YOUR INSTRUCTIONS:
Every record should be copied exactly, and the images omitted.

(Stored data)
◆ ◆ ◆ ◆ ◆ ◆ ◆

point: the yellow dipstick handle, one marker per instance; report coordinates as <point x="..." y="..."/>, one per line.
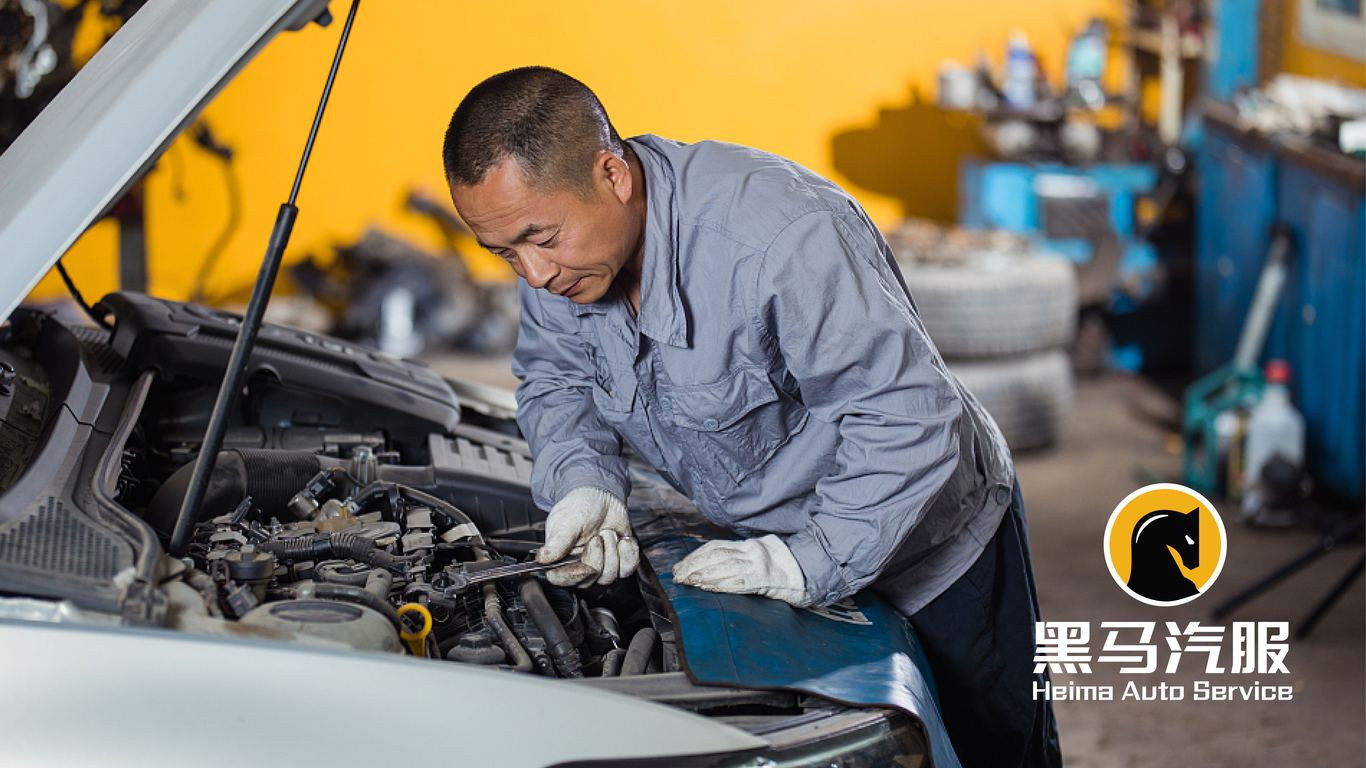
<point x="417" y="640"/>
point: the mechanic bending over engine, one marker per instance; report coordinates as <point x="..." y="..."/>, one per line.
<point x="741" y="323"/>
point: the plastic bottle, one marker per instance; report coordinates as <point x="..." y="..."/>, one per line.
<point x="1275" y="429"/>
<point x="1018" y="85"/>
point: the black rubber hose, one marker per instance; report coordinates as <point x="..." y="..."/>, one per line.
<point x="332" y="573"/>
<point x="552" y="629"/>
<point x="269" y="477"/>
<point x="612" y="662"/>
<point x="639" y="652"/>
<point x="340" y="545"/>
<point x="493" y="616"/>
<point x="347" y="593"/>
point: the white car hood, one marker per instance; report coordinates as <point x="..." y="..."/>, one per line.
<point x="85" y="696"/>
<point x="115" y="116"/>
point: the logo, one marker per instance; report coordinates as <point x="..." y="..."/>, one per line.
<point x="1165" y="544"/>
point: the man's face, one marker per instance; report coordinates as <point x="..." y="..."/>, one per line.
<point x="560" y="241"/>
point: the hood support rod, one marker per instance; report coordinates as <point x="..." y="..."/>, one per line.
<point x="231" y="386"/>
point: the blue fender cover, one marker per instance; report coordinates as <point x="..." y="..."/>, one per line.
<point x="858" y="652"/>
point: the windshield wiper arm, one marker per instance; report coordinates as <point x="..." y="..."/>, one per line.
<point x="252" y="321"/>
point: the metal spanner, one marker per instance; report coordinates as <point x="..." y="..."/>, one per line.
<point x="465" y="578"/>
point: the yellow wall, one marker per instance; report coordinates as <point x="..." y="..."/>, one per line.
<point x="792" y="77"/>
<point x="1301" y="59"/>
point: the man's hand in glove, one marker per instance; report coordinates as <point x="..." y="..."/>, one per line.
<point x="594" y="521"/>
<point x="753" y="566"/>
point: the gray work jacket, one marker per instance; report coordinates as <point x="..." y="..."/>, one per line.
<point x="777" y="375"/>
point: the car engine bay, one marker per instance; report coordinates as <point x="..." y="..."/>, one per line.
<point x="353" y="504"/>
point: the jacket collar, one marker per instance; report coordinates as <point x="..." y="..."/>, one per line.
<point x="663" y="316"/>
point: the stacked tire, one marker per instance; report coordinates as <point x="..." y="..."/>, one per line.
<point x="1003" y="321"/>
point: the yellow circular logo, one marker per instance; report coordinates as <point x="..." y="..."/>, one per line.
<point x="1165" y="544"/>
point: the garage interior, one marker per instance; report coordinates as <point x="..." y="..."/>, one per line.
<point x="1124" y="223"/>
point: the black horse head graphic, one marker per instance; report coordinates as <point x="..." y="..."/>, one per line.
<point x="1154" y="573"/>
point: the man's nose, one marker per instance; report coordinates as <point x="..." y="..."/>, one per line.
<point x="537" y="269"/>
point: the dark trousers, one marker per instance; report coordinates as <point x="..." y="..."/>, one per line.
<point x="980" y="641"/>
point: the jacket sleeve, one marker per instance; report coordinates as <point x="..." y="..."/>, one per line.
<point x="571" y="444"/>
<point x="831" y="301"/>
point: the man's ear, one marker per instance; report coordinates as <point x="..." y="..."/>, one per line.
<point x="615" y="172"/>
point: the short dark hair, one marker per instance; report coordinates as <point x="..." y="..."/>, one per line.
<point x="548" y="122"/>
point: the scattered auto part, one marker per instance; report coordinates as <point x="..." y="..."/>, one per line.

◆ ◆ ◆ ◆ ◆ ◆ ◆

EXPECTED ANSWER:
point: the yellow dipstick handle, one marker per instance; report coordinates as <point x="..." y="..."/>, one per line.
<point x="417" y="640"/>
point: the mechanic bending over engine, one marker per instance; report coordinates as <point x="..." y="..."/>, one per line.
<point x="741" y="323"/>
point: the plastic bottle, one marker per instance; report coordinates as <point x="..." y="..."/>, one per line.
<point x="1275" y="429"/>
<point x="1018" y="85"/>
point: the black rubber hose, one marker per instance; report coordinates as <point x="..." y="..."/>, one per line.
<point x="332" y="573"/>
<point x="552" y="629"/>
<point x="269" y="477"/>
<point x="612" y="662"/>
<point x="639" y="652"/>
<point x="340" y="545"/>
<point x="493" y="616"/>
<point x="347" y="593"/>
point: the white car hood, one marker per instance; report coordinates as <point x="..." y="..."/>, one per line.
<point x="85" y="696"/>
<point x="115" y="116"/>
point: the logo, one marker per instance; report coordinates as <point x="..." y="..."/>, one per line.
<point x="1165" y="544"/>
point: the man's face, one marker per instance; report coordinates as <point x="..." y="..."/>, one per line.
<point x="560" y="241"/>
point: the hood support rod, one marker per instance; report coordinates as <point x="..." y="..."/>, one per line.
<point x="231" y="386"/>
point: the blue fender cover, one marker per instance; report coordinates as <point x="..." y="..."/>, one per line.
<point x="858" y="652"/>
point: the windshield wiper arm, one marker per instance; report coordinates as <point x="..." y="..."/>, one per line.
<point x="252" y="321"/>
point: the metal spanner, one marker per instance; report coordinates as <point x="..." y="..."/>, one per line.
<point x="465" y="578"/>
point: the yellow wall, one marker per instance; report coordinates as <point x="..." y="..."/>, one per line.
<point x="792" y="77"/>
<point x="1301" y="59"/>
point: the man's hand in glove, one marker per instance; report coordinates as <point x="..." y="..."/>, one per line.
<point x="594" y="521"/>
<point x="753" y="566"/>
point: the gray work jacket, one marker per instance; report coordinates as <point x="..." y="..."/>, one per line.
<point x="777" y="375"/>
point: the car engine bay, one marker per instance; report coordinates as <point x="..." y="..."/>, one per line.
<point x="353" y="504"/>
point: the jacket collar, one marker per instance; report coordinates as <point x="..." y="..."/>, one per line.
<point x="663" y="316"/>
point: the stacked tire, one marker per instance; report coordinates as <point x="..." y="..."/>, one per line.
<point x="1003" y="321"/>
point: the yellow circular logo, one marker per instance; report coordinates as <point x="..." y="..."/>, one per line.
<point x="1165" y="544"/>
point: the garage interior, one marker per instance; report coordinates as <point x="..." y="..."/>, one per line.
<point x="1124" y="223"/>
point: the black horse head graphic, one marker per instance; report coordinates as <point x="..." y="..."/>, one per line.
<point x="1154" y="573"/>
point: the man's nose, one marker per instance; report coordinates as <point x="..." y="..."/>, one per line.
<point x="537" y="269"/>
point: the dark trousers, one marker per instance; report coordinates as <point x="..." y="..."/>, one per line.
<point x="980" y="641"/>
point: the jacket sleeve, one marker per instance; report coordinates as <point x="..." y="..."/>, one per line.
<point x="571" y="444"/>
<point x="831" y="301"/>
point: the man's ear, one marker per instance; report coordinates as <point x="..." y="..."/>, one per line.
<point x="615" y="172"/>
point: the short dark hair, one marker per instance; report coordinates as <point x="..." y="..."/>, one per line.
<point x="548" y="122"/>
point: the scattered auto part, one marker per instance; report coordinates as <point x="..." y="..."/>, one per line.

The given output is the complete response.